Records excerpted from a collection
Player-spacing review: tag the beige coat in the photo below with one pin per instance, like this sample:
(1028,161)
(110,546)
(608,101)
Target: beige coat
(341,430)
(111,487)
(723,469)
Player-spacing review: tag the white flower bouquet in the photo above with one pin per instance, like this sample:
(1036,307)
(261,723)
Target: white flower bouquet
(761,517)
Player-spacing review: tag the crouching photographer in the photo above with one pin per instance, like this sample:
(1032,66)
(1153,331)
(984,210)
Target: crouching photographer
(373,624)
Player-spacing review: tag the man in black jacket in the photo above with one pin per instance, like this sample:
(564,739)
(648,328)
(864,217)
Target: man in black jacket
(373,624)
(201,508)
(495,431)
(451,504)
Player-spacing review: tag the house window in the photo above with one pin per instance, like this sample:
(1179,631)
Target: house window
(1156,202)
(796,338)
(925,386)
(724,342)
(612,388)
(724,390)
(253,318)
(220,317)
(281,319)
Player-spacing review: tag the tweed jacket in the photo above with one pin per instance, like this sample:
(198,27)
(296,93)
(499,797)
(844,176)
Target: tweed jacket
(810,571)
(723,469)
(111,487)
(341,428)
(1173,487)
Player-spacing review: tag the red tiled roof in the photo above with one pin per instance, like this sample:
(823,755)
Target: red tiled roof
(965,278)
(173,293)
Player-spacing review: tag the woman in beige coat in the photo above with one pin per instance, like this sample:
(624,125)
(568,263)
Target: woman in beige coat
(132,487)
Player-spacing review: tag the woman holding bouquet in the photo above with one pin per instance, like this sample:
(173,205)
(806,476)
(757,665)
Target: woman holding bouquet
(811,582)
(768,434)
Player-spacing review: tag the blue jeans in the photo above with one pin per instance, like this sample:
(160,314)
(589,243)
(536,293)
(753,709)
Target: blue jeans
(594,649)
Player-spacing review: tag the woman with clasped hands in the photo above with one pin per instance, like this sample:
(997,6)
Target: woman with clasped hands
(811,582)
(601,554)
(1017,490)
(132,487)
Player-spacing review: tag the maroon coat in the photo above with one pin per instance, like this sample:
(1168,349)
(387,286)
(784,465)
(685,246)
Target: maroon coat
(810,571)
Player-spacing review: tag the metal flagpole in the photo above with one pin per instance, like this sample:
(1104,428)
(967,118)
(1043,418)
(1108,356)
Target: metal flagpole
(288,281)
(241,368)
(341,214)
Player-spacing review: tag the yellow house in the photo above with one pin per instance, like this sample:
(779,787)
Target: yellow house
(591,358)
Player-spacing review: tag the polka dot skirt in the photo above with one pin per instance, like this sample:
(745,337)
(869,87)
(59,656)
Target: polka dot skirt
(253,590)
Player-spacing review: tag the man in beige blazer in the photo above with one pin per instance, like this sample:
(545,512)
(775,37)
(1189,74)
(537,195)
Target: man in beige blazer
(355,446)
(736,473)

PROBLEM REQUIREMENTS
Hand back the material above in full, exactly as written.

EXERCISE OUTPUT
Player-spacing review: tag the beige coat in the photo below with one pin per instance, like this sample:
(1028,161)
(110,546)
(608,101)
Target: beige coat
(341,430)
(111,487)
(723,469)
Player-spacing review: tag the white flower bouquet in the photo above with one pin per instance, like this sample:
(1036,307)
(261,723)
Target: white flower bouquet
(761,517)
Player-spacing review: tag the crouching photographer in the photo above with one pin per instance, like this sample:
(1032,66)
(1153,331)
(984,210)
Target: crouching photographer
(373,624)
Player-spacing review: tag the man in black jacket in the photo above with one pin per instance, like this sample:
(564,739)
(648,328)
(864,217)
Target: man in black jacket
(373,624)
(201,508)
(495,431)
(451,504)
Player-spacing review: tag the house window in the photo above with one pin per instance, like this sample:
(1179,631)
Target: house window
(1156,202)
(796,338)
(925,386)
(724,342)
(612,388)
(724,390)
(253,318)
(220,317)
(281,319)
Player-spacing review: tag the tweed jacket in the photo above with one pin per instance, like this sample:
(198,27)
(296,93)
(499,797)
(844,176)
Target: tweed jacket
(810,571)
(723,469)
(111,487)
(341,428)
(1173,487)
Player-spacing review: tag the red tiled roof in the photo above with one pin per instance, like this sample:
(823,755)
Target: red tiled roof
(965,278)
(173,293)
Player-spacing review: tag the woman in beige coat in the photo above with one pin per instance, like this sample:
(624,125)
(568,263)
Target: woman in beige coat
(132,487)
Player-spacing review: tag the woman holding bouquet in the photo above with one pin per instance, like this sample:
(173,205)
(806,476)
(757,665)
Target: woman holding bouquet
(811,582)
(768,434)
Player-spacing review: tag the blue jeans in the photo above with one pin per instance, like this sample:
(160,314)
(589,243)
(536,293)
(753,709)
Target: blue jeans
(594,649)
Player-spacing review: tag the woman with clasped hands in the photo above with one pin per instance, like this sample:
(997,6)
Target: woman with clasped hands
(811,582)
(601,554)
(1017,490)
(132,487)
Player-spacing review: tag the maroon coat in the photo above with one pin per instance, like this sample:
(1168,349)
(387,286)
(784,465)
(685,246)
Target: maroon coat
(810,571)
Player-spacing review: tag the metal flagpole in the photo above with one pin per instance, like this sample:
(1104,428)
(967,118)
(1043,418)
(1108,356)
Target: metal flagpole
(288,281)
(241,368)
(341,214)
Player-spacing review: tag the yellow house in the photo above with one pin per instance, like this sample:
(779,787)
Target: yellow house
(591,358)
Player-spacing review: tag the polka dot skirt in the photo above with one pin per instance, like this sample:
(745,337)
(869,87)
(59,656)
Target: polka dot skirt
(253,590)
Player-spacing review: tag the man in beige blazer in the photo above with one pin per instance, like this sample:
(545,512)
(775,37)
(1189,74)
(537,195)
Target: man in beige blazer
(355,446)
(736,473)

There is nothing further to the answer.